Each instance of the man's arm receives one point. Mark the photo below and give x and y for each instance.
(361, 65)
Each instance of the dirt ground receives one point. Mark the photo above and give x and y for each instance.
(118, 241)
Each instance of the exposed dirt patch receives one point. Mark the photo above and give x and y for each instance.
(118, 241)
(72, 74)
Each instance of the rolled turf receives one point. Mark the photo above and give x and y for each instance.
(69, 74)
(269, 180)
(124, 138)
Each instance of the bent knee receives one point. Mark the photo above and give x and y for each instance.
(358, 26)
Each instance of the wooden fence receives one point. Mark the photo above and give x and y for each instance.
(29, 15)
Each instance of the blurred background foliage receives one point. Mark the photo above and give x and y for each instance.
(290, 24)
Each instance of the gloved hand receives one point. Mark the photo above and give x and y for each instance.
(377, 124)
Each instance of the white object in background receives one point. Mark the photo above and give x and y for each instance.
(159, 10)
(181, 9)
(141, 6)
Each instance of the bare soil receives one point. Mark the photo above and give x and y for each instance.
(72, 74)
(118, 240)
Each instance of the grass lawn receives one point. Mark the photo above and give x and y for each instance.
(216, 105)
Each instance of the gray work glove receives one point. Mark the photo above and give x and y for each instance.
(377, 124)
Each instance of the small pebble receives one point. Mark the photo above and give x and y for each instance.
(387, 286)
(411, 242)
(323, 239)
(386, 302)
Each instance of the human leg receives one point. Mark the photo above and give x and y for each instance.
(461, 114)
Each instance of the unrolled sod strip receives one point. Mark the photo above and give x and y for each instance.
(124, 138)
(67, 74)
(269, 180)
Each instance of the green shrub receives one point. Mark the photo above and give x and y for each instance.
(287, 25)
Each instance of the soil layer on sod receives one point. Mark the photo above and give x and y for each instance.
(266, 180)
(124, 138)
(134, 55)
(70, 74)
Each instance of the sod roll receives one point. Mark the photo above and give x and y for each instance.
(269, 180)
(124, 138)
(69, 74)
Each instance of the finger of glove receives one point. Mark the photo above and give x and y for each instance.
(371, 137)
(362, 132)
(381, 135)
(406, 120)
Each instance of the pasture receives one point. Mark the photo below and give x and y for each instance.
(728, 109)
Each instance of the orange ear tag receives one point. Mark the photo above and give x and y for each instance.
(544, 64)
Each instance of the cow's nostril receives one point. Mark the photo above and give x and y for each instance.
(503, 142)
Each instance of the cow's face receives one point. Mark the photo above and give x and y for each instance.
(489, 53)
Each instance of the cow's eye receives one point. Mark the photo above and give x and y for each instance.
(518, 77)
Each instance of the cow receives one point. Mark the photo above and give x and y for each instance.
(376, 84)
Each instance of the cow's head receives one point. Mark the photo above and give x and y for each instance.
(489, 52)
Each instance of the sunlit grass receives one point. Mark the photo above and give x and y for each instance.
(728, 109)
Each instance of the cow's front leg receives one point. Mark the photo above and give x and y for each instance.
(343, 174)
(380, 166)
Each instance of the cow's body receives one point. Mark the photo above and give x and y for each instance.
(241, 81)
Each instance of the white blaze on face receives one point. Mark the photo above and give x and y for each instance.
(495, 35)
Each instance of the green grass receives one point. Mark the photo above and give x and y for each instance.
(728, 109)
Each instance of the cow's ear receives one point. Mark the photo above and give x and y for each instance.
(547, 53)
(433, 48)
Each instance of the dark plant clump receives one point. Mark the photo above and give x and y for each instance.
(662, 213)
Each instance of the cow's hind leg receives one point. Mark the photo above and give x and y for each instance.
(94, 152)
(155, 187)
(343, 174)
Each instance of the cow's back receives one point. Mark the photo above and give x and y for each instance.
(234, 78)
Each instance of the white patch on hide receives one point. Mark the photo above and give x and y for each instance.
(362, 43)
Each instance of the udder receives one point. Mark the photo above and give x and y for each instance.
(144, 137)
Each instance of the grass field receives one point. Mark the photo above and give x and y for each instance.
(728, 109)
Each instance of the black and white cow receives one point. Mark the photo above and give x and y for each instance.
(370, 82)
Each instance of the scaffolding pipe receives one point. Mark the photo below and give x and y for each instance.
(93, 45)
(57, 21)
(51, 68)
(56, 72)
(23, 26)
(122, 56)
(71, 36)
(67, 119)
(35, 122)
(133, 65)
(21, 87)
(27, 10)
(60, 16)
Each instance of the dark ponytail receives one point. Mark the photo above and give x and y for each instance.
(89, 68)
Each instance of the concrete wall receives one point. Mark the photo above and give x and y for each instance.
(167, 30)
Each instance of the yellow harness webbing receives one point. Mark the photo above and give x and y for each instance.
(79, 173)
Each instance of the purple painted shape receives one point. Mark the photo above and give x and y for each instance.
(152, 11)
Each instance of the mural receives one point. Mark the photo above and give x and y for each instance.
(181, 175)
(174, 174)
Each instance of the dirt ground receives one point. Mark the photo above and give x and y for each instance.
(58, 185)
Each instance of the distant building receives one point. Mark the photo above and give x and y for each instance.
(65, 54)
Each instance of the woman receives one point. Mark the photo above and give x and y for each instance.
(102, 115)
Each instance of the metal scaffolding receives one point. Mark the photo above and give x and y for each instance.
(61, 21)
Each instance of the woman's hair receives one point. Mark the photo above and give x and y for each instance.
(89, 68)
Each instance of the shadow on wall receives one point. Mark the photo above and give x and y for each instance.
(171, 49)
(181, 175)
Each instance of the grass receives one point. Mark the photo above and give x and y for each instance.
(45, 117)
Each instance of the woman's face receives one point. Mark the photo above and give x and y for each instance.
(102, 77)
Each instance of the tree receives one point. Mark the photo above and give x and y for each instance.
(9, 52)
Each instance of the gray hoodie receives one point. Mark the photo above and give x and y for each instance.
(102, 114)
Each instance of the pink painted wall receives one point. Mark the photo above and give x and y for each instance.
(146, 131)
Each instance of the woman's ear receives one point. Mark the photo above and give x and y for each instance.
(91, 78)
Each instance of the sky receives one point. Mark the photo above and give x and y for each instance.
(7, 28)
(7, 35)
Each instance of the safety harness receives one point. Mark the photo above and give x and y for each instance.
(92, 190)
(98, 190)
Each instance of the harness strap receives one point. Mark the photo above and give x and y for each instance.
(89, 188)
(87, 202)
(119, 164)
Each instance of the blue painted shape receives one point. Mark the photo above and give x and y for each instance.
▬▬▬▬▬▬▬▬▬▬
• To do:
Copy every line of the data above verbatim, from the first line to the last.

• Written solution:
Each instance of the man's arm receives one point. Mark the photo below and give x and y for each instance.
(361, 65)
Each instance of the dirt ground receives one point. Mark the photo above and give x and y for each instance.
(118, 241)
Each instance of the exposed dirt patch receives one point. Mark the photo above and give x and y for each instance.
(118, 241)
(72, 74)
Each instance of the rolled turf receives one point. Mark the photo above and give x and y for each instance.
(69, 74)
(269, 180)
(124, 138)
Each instance of the bent knee receives one point. Mark the photo above and give x and y for each instance.
(358, 26)
Each instance of the wooden fence receives one point. Mark the photo above and give x and y for each instance.
(29, 15)
Each instance of the blurred background foliage receives one point. Mark the photo above and give x and y for each instance.
(290, 24)
Each instance of the gloved hand receives one point. Mark the photo above and give x and y for each instance.
(377, 124)
Each instance of the white object in background receives one point. Mark the photo above and give x and y for each instance.
(159, 10)
(181, 9)
(141, 6)
Each instance of the bare soil receives one point. Mark the photo above and give x and y for each instance.
(72, 74)
(118, 240)
Each instance of the grass lawn receives one point. Mark the photo above and give x and y for each instance.
(216, 105)
Each instance of the gray work glove receives one point. Mark the photo above and give x and y for each instance.
(377, 124)
Each instance of the small pebble receives one point. Mark the photo above and give x and y for each instance.
(387, 286)
(411, 242)
(323, 239)
(386, 302)
Each instance of the human leg receives one point. Mark the photo above and give x and y for each instance.
(461, 114)
Each instance of the unrolled sod strip receives one point. Mark the photo above and give x and y for each instance.
(124, 138)
(67, 74)
(269, 180)
Each instance of the green shrub receives one point. Mark the photo above and give x and y for each instance.
(287, 25)
Each instance of the soil layer on sod receives one point. Mark the photo above and give x and y for each instance.
(266, 180)
(124, 138)
(134, 55)
(70, 74)
Each instance of the sod roll receives one point. Mark the photo above and give x and y for each instance.
(269, 180)
(124, 138)
(69, 74)
Each instance of the finger of glove receives one point. Mark the photo above and give x and y for each instance.
(371, 137)
(362, 132)
(381, 135)
(406, 120)
Each instance of the pasture receives one point. Mark the photo below and give x and y for each instance.
(728, 109)
Each instance of the orange ear tag receives one point. Mark the photo above and give x and y for each instance.
(544, 64)
Each instance of the cow's nostril receives one point. Mark the photo above and give x and y for each instance.
(503, 142)
Each instance of the cow's face receives one point. Mark the photo above and give x and y for each instance.
(489, 53)
Each instance of the cow's eye receives one point. Mark the photo above and give x and y for each instance.
(518, 77)
Each instance of the cow receives one point. Mark the photo above and give x and y for each instance.
(376, 84)
Each instance of the cow's head receives one point. Mark the photo above and give x and y for each instance.
(489, 52)
Each instance of the sunlit grass receives one point. Mark the photo above and give x and y for each instance.
(728, 109)
Each instance of the cow's front leg receives one point. Mark the photo above and give x and y for each instance.
(343, 174)
(380, 166)
Each instance of the cow's body receives one point. Mark the photo above and give x and y for each instance.
(241, 81)
Each instance of the white blaze on face receives one point. Mark the photo above and give x and y for each instance.
(495, 35)
Each instance of the green grass receives one point. Mark the photo above and give x and y for each instance.
(728, 109)
Each instance of the cow's ear receives one point. Mark the photo above and give x and y for each instance.
(547, 53)
(433, 48)
Each instance of the dark plant clump receives one point. Mark the photo above and give x and y for each instance.
(662, 213)
Each instance of the cow's hind leg receives one point. Mark the photo above and give x and y for each instance.
(94, 152)
(155, 187)
(343, 174)
Each instance of the cow's back receives one point. Mark the photo above and give x and y for each instance.
(234, 78)
Each instance of the white patch on hide receives one point. Mark the photo above and give x and y for each instance.
(362, 43)
Each instance of the udder receives one point. Mark the photo above and give x and y for each instance.
(144, 137)
Each instance of the grass field receives one point. Mark the photo above and give x and y for each instance.
(728, 109)
Each instance of the black and white cow receives one point. Mark the photo above and give x and y for each instance.
(370, 82)
Each instance of the scaffolding pipe receives one point. Mark the photo below and give x and y for each instance.
(93, 45)
(57, 21)
(51, 68)
(56, 72)
(23, 26)
(122, 56)
(71, 36)
(67, 119)
(35, 122)
(133, 65)
(21, 87)
(27, 10)
(60, 16)
Each instance of the dark ponytail receives one point. Mark the photo above and give x and y for each instance.
(89, 68)
Each instance of the concrete wall receives one point. Mark the photo above and give x and y for each instance.
(167, 30)
Each instance of the yellow harness webbing receives one point. Mark the photo above and give x and y for each instance.
(79, 173)
Each instance of the purple painted shape receives one point. Mark the photo above and give x and y for each instance.
(152, 11)
Each instance of the mural receives one point. Mark the photo above and give x and y for each instance.
(181, 175)
(174, 174)
Each instance of the dirt ground receives one point. Mark the photo above and give x and y for each instance.
(58, 185)
Each instance of the distant building receives one point. Mark the photo above and give x and y for each instance.
(65, 54)
Each instance of the woman receives one point. Mark the photo above and give x and y for each instance.
(102, 115)
Each instance of the metal scaffolding receives one point. Mark the photo above and give x and y for each instance.
(61, 21)
Each instance of the woman's hair receives one point. Mark the photo above and give x and y for each instance.
(89, 68)
Each instance of the shadow on wall receives one point. Mark the photo above and give x and y for each instance.
(171, 49)
(181, 175)
Each instance of the grass receives one point. Mark the photo above and give x and y for each instance.
(45, 117)
Each instance of the woman's face receives one point. Mark the photo above and give x and y for each instance.
(102, 77)
Each instance of the tree receives one point. Mark the photo above and give x and y for each instance.
(9, 52)
Each instance of the gray hoodie receives one point. Mark the photo above and give x and y for each instance.
(102, 114)
Each instance of the pink painted wall receives one point. Mark the photo above and give x and y for each instance.
(146, 131)
Each instance of the woman's ear receives one point. Mark the photo above and give x and y for each instance.
(91, 78)
Each instance of the sky receives one point. Mark the photo above and give x and y for each instance.
(7, 28)
(7, 35)
Each instance of the safety harness receives one point. Mark the photo above and give x and y for each instance.
(92, 190)
(98, 190)
Each instance of the harness strap receives one point. Mark the photo above and give x and y for each instance.
(89, 188)
(87, 202)
(119, 164)
Each instance of the blue painted shape receives one point. Mark the photo above and give x and y for each instance.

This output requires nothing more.